→ PASSAGE
# # #
# Think or Swim Canada



## ddkay (Nov 20, 2010)

Is anyone here using the ToS Canada platform with TDW? How do you link it with your accounts?


----------



## ddkay (Nov 20, 2010)

I spoke with a gent on the Live Chat. Here's the low down:

Don't bother reading the website, commissions schedules are out of date, information is scattered. Fret not, they hope to update the website by the end of this year.

ThinkorSwim.ca doesn't have account integration with TD Waterhouse Canada. They have to create an account specific to the ThinkorSwim platform. I didn't ask how a transfer would work but I assume it's complicated.

They told me I would have to hold a $10,000 minimum balance and perform 10 trades per month, or I would be asked to leave the platform. They couldn't specify if that was 10 on average (i.e. 30 trades per quarter) or 10 per month strict. Trading equities costs $9.99 flat ($7 after 50 trades per month), and Options are $9.99 flat plus $1.25/contract.


----------



## humble_pie (Jun 7, 2009)

somehow the most important factoid has been omitted.

tos currently offers only 100% US accounts.

full integration of canadian markets, canadian rrsps & other registered accounts, etc by end of this year ? i wouldn't hold the breath.


----------



## ddkay (Nov 20, 2010)
# # #
→ SUPPLIED DATA
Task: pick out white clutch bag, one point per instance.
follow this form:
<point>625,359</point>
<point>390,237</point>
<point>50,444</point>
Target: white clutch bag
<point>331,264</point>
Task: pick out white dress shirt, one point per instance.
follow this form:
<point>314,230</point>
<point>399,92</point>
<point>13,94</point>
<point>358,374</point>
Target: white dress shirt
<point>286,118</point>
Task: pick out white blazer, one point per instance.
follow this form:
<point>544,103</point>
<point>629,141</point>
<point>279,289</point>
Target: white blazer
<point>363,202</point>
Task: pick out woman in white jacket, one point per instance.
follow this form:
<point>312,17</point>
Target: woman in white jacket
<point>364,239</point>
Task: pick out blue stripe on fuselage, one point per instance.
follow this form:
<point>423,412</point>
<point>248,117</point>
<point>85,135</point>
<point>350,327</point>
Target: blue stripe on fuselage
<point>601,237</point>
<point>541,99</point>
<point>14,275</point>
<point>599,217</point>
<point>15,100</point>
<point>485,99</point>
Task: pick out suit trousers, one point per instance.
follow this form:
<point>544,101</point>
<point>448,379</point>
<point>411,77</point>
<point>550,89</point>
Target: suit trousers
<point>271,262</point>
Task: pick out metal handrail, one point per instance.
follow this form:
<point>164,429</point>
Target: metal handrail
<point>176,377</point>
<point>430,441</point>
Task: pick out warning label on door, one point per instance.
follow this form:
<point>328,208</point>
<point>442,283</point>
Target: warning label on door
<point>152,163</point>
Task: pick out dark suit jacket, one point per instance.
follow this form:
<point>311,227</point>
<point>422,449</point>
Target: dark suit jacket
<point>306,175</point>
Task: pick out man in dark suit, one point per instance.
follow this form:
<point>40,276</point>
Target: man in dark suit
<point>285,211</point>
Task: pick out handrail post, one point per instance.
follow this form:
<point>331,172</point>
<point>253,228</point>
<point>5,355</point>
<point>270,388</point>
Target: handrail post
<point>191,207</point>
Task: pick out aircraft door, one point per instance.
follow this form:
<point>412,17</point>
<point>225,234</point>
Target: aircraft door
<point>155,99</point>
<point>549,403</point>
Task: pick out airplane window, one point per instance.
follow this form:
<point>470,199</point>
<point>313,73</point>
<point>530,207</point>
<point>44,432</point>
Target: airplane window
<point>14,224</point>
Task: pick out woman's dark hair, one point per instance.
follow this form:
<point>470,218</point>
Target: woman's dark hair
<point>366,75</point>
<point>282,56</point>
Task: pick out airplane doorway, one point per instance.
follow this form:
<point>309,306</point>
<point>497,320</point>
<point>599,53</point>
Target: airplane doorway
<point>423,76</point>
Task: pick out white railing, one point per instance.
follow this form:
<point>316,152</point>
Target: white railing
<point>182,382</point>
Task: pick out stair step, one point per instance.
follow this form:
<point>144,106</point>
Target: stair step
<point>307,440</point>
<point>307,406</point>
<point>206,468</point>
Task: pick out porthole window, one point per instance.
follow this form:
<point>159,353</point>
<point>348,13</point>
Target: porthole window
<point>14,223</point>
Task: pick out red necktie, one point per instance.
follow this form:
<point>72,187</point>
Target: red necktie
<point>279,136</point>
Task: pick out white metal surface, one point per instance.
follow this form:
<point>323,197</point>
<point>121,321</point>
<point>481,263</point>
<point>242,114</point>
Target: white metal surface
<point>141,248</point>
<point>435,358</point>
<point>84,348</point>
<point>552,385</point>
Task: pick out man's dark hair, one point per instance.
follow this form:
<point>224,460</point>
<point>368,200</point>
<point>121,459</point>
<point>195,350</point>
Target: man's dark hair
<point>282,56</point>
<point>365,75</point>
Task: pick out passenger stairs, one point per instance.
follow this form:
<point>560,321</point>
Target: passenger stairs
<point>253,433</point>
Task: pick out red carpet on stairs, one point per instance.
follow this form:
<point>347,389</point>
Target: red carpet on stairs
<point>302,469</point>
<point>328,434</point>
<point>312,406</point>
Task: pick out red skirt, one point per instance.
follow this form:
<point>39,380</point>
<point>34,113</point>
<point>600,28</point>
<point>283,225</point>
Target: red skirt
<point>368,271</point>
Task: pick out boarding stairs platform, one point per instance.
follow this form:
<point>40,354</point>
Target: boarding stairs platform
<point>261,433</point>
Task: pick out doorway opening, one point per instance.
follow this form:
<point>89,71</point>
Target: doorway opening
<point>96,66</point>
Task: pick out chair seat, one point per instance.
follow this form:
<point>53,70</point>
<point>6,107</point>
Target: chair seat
# # #
→ YOUR TASKS
A. Extract the portion of the Think or Swim Canada thread from "I spoke with" to "flat plus $1.25/contract.", word for word.
B. Convert the listing, from its first line to the line with "<point>364,239</point>", both included, into a Markdown table with the columns Row and Listing line, leaving out blank lines.
The forum thread and the listing come from unrelated sources.

→ SET OF ANSWERS
A.
I spoke with a gent on the Live Chat. Here's the low down:

Don't bother reading the website, commissions schedules are out of date, information is scattered. Fret not, they hope to update the website by the end of this year.

ThinkorSwim.ca doesn't have account integration with TD Waterhouse Canada. They have to create an account specific to the ThinkorSwim platform. I didn't ask how a transfer would work but I assume it's complicated.

They told me I would have to hold a $10,000 minimum balance and perform 10 trades per month, or I would be asked to leave the platform. They couldn't specify if that was 10 on average (i.e. 30 trades per quarter) or 10 per month strict. Trading equities costs $9.99 flat ($7 after 50 trades per month), and Options are $9.99 flat plus $1.25/contract.

B.
| Row | Listing line |
|---|---|
| 1 | Task: pick out white clutch bag, one point per instance. |
| 2 | follow this form: |
| 3 | <point>625,359</point> |
| 4 | <point>390,237</point> |
| 5 | <point>50,444</point> |
| 6 | Target: white clutch bag |
| 7 | <point>331,264</point> |
| 8 | Task: pick out white dress shirt, one point per instance. |
| 9 | follow this form: |
| 10 | <point>314,230</point> |
| 11 | <point>399,92</point> |
| 12 | <point>13,94</point> |
| 13 | <point>358,374</point> |
| 14 | Target: white dress shirt |
| 15 | <point>286,118</point> |
| 16 | Task: pick out white blazer, one point per instance. |
| 17 | follow this form: |
| 18 | <point>544,103</point> |
| 19 | <point>629,141</point> |
| 20 | <point>279,289</point> |
| 21 | Target: white blazer |
| 22 | <point>363,202</point> |
| 23 | Task: pick out woman in white jacket, one point per instance. |
| 24 | follow this form: |
| 25 | <point>312,17</point> |
| 26 | Target: woman in white jacket |
| 27 | <point>364,239</point> |